Humpback whales arrive in the Mediterranean to feed themselves
Although the presence of humpback whales in the Mediterranean has been considered unusual, it is known that their visits have increased in the last 150 years. Until now, there had been no clear reason, with various hypotheses being considered, including disorientation, the migratory routes of other species, etc. However, a recently published study by experts from the University of Seville and the Biological Research Area from the Seville Aquarium indicates that the actual motivation is the search for food.
This species travels long migration routes from feeding areas at the poles (both North and South) to the Equator.
"In spring of 2016, a single young humpback whale was detected alongside a boat used from sighting cetacean mammals in the area. For almost a month, it was possible to follow the animal within the bay of Algeciras, taking exhaustive data, accompanied by photographs for photo-identification and future tracking of the animal, as well as for checking that the animal did not have any kind of problem," says José Carlos García-Gómez, direct of the Marine Biology Laboratory at the University of Seville.
The whale was observed for two periods of consecutive days that coincided with spring tides, but was not observed during the period of neap tides. During the periods of observation, the whale exhibited feeding behaviour, diving while surrounded by ferries, cargo ships, and commercial and recreational activities. In addition, some of this species' possible prey was detected (both living and stranded on the coasts of the area), such as sandy swimming crabs (Liocarcinus depurator), northern krill (Meganyctiphanes norvegica) and spotted lanternfish (Myctophum punctatum), which can rise to the surface to capture their prey.

EXTRACTED INFORMATION:
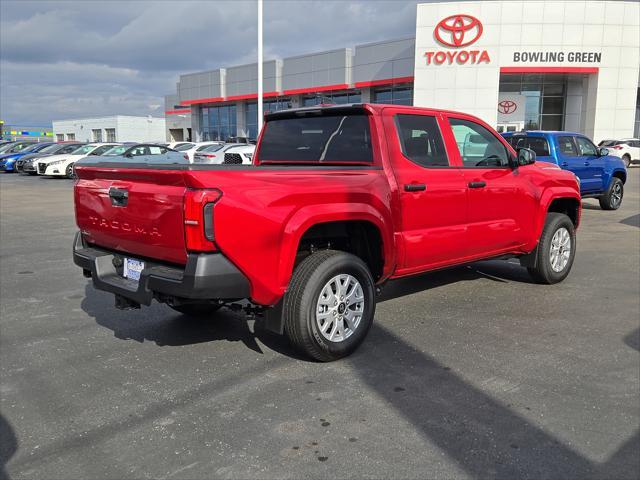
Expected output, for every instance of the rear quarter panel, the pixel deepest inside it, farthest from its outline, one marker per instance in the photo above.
(258, 226)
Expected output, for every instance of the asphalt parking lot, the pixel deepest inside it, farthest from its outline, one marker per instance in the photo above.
(473, 372)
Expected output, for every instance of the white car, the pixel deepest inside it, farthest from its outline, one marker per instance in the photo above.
(198, 147)
(216, 154)
(239, 155)
(62, 165)
(628, 149)
(180, 146)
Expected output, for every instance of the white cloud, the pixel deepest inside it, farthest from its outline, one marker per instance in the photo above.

EXERCISES:
1 - From the humpback whale article, set down the passage that begins at "Humpback whales arrive" and ends after "to the Equator.".
2 - Name every possible humpback whale prey species that the whale article says was detected in the area.
3 - Write what comes next in the humpback whale article, picking up after its final sentence.

TASK ANSWERS:
1 -
Humpback whales arrive in the Mediterranean to feed themselves
Although the presence of humpback whales in the Mediterranean has been considered unusual, it is known that their visits have increased in the last 150 years. Until now, there had been no clear reason, with various hypotheses being considered, including disorientation, the migratory routes of other species, etc. However, a recently published study by experts from the University of Seville and the Biological Research Area from the Seville Aquarium indicates that the actual motivation is the search for food.
This species travels long migration routes from feeding areas at the poles (both North and South) to the Equator.

2 - Sandy swimming crabs (Liocarcinus depurator), northern krill (Meganyctiphanes norvegica) and spotted lanternfish (Myctophum punctatum).

3 -
"This gave us a clue as to the reason for the presence of this species of whale in this sea," the researcher states.
In the study, the experts thoroughly revised the sightings of humpback whales in the Mediterranean and the exhaustive analysis of satellite cartography databases of chlorophyll concentration (and the inference from that of areas of primary production). This has allowed them to argue that humpback whales come into the Mediterranean to feed.
The fact that the majority of animals reported are young (apart from a historic sighting of a mother and calf) and also alone indicates that these whales probably come from the North Atlantic, with two Atlantic reproduction areas in the south, DPS1 and DPS2, toward which they migrate.
"In recent years, there have been changes both in climatic conditions and in the temperature of the sea, something which has been verified by many studies. If we add the exact coincidence of krill blooms in the Strait of Gibraltar with the presence of these whales, this could perhaps tell us that, in the near future, sightings of this species could increase in the Mediterranean. For this reason, it is considered imperative to implement preventive contingency and conservation plans for the species in this sea," adds José Carlos García.